=== WHAT IS NEEDED ===
Write the next part of the news text about ICER's review of CGRP inhibitors for migraine prevention, starting after its final sentence.

The Institute for Clinical and Economic Review (ICER) on Thursday released an Evidence Report assessing the comparative clinical effectiveness and value of three calcitonin gene-related peptide (CGRP) inhibitors for prevention of migraine attacks: erenumab (Aimovig, Amgen/Novartis), fremanezumab (Teva), and galcanezumab (Eli Lilly). Erenumab was approved earlier this month. The other two agents remain under FDA review.
ICER’s report found that the CGRP inhibitors prevented approximately one to three days of migraine per month, on average. Cost-effectiveness analyses for erenumab and fremanezumab, using an estimated annual net price of $5,000, found that the price of the therapies aligns with the value to patients for whom other preventive treatments have failed. The drugs were not found to be cost-effective, however, if used to treat patients who had not already tried existing preventive treatments, which are far less expensive.

=== SOURCE MATERIAL ===

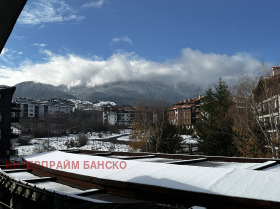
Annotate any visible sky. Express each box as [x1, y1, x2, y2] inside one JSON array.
[[0, 0, 280, 87]]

=== ANSWER SECTION ===
ICER’s previously released Draft Evidence Report used a placeholder price of $8,500 per year; however, following the announcement of erenumab’s list price of $6,900 annually, ICER updated these analyses. Assuming a 27 percent discount reflective of typical rebates and discounts to reach a net price of $5,000, cost-effectiveness findings became substantially more favorable than in the draft report.